Transcribe every line of the data below verbatim, but leave the pictures out of your answer.

» **Data for pointing at named objects**
>> BEGIN
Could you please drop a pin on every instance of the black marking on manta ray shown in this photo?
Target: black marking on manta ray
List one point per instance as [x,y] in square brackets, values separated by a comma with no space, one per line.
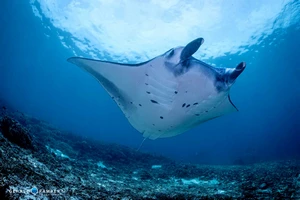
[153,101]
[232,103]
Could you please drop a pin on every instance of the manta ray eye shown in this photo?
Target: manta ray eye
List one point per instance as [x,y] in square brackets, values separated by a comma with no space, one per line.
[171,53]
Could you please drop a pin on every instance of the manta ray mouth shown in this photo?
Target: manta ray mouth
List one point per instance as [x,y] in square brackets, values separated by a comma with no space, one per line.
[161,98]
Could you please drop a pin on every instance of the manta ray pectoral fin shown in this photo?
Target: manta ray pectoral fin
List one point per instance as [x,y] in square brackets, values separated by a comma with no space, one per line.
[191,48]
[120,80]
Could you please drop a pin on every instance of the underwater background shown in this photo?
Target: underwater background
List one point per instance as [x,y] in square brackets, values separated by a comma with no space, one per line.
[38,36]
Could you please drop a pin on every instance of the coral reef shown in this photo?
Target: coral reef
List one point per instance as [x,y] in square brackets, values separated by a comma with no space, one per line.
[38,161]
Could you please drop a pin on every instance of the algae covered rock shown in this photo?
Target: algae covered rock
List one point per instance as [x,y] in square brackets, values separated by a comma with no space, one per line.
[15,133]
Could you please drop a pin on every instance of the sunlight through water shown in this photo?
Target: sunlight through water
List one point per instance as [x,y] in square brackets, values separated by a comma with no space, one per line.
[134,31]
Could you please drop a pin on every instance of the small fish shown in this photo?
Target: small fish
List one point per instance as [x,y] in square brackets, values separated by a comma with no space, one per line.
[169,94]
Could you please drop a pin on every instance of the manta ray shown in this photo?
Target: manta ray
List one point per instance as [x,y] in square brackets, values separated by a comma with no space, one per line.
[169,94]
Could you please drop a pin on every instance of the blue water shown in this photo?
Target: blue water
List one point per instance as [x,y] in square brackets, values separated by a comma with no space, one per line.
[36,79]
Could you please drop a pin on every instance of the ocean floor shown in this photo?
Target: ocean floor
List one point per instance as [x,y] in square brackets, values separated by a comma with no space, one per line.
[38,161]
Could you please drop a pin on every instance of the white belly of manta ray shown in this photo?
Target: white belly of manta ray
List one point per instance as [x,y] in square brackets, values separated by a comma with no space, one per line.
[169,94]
>> END
» **Solution to the problem**
Could you please drop a pin on every instance of the black marking on manta ray shown in this photo?
Target: black marking on manta ray
List one point per instance as [x,y] in square brackets, values separated by a comma with no space, one per line.
[153,101]
[232,103]
Could you please drop a pin on every instance of the manta ray eye shown in this photo?
Target: manta ray eye
List one point per instance as [x,y] in square brackets, values separated by a comma with no space, one per line.
[171,53]
Could you please drop a pin on every instance of the manta ray mouth shown in this photo?
Target: manta ray mouth
List one point per instance as [x,y] in square brackets, values separated by a comma with no space, one per line.
[161,98]
Could you please drop a pin on every instance of the manta ray pectoral fin shown in this photo?
Target: manta ray pectoral fin
List one point per instance as [x,y] in square brackets, values separated by a comma with no space, one per line.
[191,48]
[120,80]
Could you please drop a pin on every instance of the underwater background shown in this photo?
Target: underwater background
List one point per instance as [x,y] in square brackets, values separated by a comma with no space, one per line.
[38,36]
Could you please drop a pin on every instance of the coral reef shown in this photo?
Target: coral reef
List one point per instance as [x,y] in square brackets, values separated by a comma with no space, one per line.
[38,161]
Could you please drop a pin on every instance of the algae covered rock shown in this photo?
Target: algae covered rock
List one point per instance as [x,y] in square brackets, values separated by a comma with no space, one per line.
[15,133]
Could you please drop a pin on every instance of the sunlight through water shown in this photo?
Target: sunlight through water
List one point per instance as [x,y] in square brackets, values separated by a comma with no space, one per line.
[134,31]
Could you please drop a pin on every instance of the small fish shown in this photo?
Target: small fish
List one point per instance as [x,y] in square brackets, values separated by a comma with no space, one per line.
[169,94]
Could you please drop a pin on every instance of the manta ray shown in this photo?
Target: manta ray
List one point per instance as [x,y] in square brackets, values separated by a comma with no space, one per line.
[169,94]
Could you please drop a pin on every instance of the blue water shown in this photo?
Target: blue water
List one point per instance as [x,y] in square brackets, values separated by a comma with no space, one per line.
[36,79]
Could you please drop a pin on every instance of the ocean floor shown in this photo?
Target: ocean floor
List one point per instance as [x,y] in square brackets, values separated by a comma with no space, one per line.
[38,161]
Could you please drop a pin on every instance of the white belly of manta ray shown in this photo?
Target: white belly of manta ray
List one point per instance as [x,y] in square brackets, values separated by a comma with no space, one per line.
[169,94]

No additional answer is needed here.